*Dataset entries*
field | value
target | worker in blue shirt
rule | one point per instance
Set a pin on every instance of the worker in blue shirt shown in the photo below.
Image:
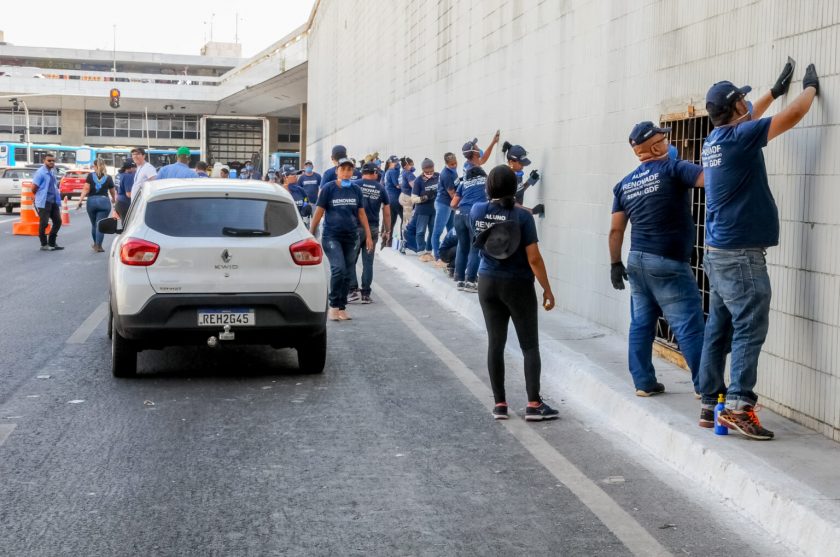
(654, 198)
(310, 181)
(180, 168)
(742, 221)
(444, 216)
(392, 186)
(423, 195)
(47, 203)
(340, 203)
(375, 200)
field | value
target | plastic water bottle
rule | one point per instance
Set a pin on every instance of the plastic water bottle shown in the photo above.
(720, 429)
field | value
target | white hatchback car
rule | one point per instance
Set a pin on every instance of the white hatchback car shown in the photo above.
(210, 261)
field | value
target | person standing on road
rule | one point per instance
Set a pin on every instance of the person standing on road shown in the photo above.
(444, 216)
(510, 259)
(100, 194)
(180, 168)
(125, 182)
(742, 221)
(374, 200)
(47, 203)
(423, 194)
(340, 203)
(145, 171)
(407, 178)
(310, 181)
(654, 198)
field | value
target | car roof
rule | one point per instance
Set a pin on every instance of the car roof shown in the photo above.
(213, 187)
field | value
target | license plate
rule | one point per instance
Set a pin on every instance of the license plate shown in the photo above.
(221, 317)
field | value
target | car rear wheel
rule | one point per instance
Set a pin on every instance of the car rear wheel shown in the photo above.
(312, 354)
(123, 355)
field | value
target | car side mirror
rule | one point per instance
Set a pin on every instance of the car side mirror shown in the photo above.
(108, 226)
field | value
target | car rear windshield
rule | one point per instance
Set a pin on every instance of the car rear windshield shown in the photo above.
(209, 217)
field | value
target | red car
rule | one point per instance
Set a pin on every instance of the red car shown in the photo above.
(73, 183)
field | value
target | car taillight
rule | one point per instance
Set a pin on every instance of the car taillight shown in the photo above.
(307, 252)
(139, 253)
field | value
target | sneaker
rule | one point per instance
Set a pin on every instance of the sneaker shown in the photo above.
(658, 388)
(540, 413)
(500, 412)
(746, 423)
(707, 417)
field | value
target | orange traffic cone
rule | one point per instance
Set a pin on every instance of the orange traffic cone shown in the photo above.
(29, 221)
(65, 213)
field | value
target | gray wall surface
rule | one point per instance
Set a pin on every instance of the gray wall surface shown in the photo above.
(568, 79)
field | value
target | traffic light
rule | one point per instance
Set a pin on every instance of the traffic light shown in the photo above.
(115, 98)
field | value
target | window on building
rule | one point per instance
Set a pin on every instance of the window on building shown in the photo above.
(41, 122)
(134, 124)
(288, 130)
(688, 135)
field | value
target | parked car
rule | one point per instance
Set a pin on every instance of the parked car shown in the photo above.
(11, 179)
(73, 182)
(215, 262)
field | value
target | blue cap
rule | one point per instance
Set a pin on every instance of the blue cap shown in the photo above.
(519, 154)
(643, 131)
(724, 93)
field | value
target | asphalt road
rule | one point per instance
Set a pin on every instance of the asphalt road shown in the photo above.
(231, 451)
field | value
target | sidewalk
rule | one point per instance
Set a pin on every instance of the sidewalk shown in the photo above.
(790, 486)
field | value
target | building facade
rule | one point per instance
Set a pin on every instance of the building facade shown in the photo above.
(567, 79)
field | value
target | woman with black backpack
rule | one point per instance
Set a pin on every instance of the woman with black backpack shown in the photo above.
(510, 260)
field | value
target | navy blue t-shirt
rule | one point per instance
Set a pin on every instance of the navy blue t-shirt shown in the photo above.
(373, 197)
(341, 210)
(740, 209)
(407, 181)
(392, 184)
(422, 187)
(448, 181)
(656, 200)
(471, 190)
(485, 214)
(310, 185)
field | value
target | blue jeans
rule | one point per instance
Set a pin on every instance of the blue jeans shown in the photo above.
(659, 284)
(443, 219)
(367, 262)
(98, 208)
(739, 316)
(466, 259)
(342, 255)
(424, 222)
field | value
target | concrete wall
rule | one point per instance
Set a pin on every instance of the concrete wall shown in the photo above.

*Work to do*
State how many lines of the listing above contain the string "black". Case counts, and the reply is only the number.

*The response*
2